* _STORED DATA_:
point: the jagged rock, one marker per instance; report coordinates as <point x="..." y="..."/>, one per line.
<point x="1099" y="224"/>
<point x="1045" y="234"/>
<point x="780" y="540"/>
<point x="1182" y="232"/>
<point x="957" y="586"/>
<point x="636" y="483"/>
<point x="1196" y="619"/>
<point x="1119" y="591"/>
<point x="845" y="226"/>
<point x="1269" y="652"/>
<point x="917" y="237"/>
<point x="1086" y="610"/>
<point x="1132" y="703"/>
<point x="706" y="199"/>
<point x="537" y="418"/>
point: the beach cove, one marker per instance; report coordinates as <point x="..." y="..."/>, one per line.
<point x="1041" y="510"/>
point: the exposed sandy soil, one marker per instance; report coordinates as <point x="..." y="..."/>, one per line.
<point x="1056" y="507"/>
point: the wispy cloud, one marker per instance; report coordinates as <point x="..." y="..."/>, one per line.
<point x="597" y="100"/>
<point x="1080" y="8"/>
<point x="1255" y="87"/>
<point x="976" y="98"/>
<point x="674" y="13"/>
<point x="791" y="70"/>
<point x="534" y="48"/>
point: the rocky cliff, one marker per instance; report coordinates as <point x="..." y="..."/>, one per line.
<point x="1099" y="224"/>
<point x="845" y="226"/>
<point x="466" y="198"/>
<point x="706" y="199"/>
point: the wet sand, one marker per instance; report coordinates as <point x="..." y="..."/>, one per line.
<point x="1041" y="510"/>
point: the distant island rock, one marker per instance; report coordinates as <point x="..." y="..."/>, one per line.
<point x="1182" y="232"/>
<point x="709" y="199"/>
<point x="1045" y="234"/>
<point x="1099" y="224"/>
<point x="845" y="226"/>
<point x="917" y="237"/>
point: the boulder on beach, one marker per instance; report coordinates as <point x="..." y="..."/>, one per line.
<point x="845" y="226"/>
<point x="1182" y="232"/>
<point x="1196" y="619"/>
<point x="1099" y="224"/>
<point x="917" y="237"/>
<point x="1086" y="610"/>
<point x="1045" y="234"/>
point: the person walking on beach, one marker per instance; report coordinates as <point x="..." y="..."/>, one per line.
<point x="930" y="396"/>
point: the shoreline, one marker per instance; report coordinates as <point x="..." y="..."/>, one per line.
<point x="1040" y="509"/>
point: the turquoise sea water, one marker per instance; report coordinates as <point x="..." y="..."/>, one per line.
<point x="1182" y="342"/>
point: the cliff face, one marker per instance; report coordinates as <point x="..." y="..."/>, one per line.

==

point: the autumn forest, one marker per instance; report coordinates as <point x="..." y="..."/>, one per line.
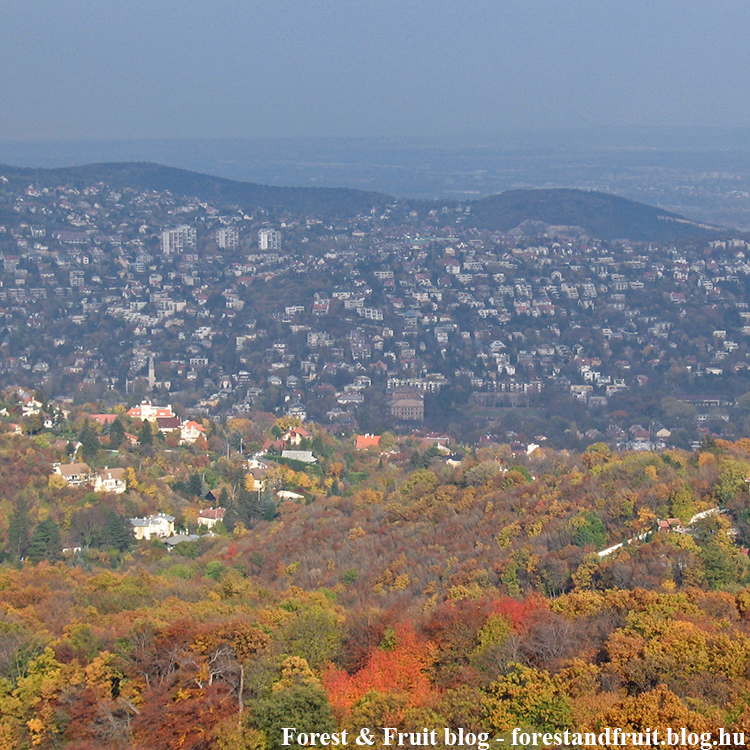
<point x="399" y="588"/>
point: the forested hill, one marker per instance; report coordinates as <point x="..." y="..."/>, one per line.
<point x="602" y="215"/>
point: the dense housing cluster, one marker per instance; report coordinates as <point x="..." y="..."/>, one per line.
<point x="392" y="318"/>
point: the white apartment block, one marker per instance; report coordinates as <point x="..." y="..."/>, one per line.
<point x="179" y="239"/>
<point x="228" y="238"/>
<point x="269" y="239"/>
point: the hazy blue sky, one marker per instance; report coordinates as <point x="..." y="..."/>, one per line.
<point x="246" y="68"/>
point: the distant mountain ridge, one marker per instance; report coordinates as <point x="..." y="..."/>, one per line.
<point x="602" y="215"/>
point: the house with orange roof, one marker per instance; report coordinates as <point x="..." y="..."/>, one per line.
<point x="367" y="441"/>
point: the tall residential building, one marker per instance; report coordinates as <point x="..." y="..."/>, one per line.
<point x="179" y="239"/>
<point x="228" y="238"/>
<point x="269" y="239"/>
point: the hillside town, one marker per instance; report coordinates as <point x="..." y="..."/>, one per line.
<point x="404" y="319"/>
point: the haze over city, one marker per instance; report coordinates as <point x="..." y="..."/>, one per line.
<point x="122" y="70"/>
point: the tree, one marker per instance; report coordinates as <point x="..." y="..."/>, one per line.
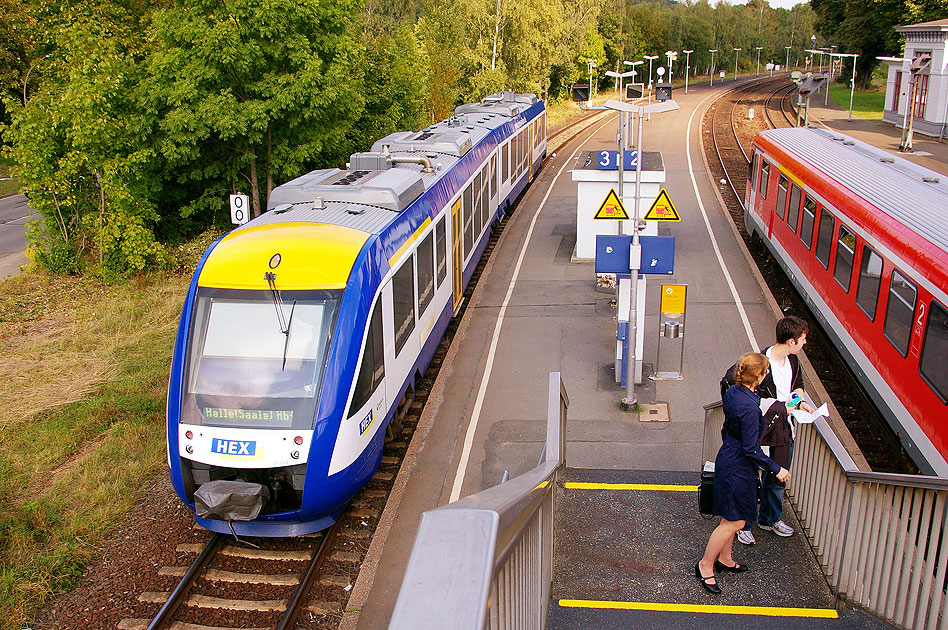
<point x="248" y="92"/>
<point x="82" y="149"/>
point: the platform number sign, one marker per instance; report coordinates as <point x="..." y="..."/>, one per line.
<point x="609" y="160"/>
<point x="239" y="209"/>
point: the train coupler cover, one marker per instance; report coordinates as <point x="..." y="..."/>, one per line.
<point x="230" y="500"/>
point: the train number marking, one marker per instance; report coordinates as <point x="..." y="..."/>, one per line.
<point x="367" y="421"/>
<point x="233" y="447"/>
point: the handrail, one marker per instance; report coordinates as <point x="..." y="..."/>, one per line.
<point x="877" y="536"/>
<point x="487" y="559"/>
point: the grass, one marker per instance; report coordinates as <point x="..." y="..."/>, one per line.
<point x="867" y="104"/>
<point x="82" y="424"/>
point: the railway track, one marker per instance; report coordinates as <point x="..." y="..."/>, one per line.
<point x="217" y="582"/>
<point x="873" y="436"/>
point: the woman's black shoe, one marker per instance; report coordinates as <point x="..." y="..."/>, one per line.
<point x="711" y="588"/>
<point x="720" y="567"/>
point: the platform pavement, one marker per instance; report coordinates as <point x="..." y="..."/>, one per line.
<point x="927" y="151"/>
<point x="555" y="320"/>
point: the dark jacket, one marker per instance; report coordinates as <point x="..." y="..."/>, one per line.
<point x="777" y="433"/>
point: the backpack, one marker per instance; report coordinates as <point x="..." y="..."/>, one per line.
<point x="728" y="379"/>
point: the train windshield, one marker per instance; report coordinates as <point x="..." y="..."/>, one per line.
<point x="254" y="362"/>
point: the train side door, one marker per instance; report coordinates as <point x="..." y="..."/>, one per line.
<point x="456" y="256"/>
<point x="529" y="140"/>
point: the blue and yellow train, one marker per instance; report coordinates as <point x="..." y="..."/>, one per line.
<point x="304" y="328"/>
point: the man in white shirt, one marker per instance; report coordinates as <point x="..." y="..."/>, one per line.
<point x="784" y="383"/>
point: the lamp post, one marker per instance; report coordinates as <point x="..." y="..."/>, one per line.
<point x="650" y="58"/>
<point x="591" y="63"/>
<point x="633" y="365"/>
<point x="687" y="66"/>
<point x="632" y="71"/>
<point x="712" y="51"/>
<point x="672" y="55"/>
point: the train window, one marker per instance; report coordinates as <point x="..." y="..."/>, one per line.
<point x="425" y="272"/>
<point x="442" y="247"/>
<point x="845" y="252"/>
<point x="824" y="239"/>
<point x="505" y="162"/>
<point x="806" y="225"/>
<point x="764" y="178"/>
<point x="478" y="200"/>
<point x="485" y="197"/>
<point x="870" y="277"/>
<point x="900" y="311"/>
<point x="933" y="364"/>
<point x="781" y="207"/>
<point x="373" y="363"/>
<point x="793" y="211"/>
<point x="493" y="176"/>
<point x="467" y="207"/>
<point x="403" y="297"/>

* _GOAL OF THE EXERCISE_: Rewrite the records from the line with "point: the turquoise" up to and including the line with "point: the cliff", requests included, shifting every x and y coordinate in the answers up by 146.

* _EXERCISE SOLUTION_:
point: the turquoise sea water, one marker per instance; report coordinates as <point x="..." y="..."/>, one per line.
<point x="1328" y="488"/>
point: the cliff face, one marker per instance; report coordinates as <point x="..." y="..."/>, one per line.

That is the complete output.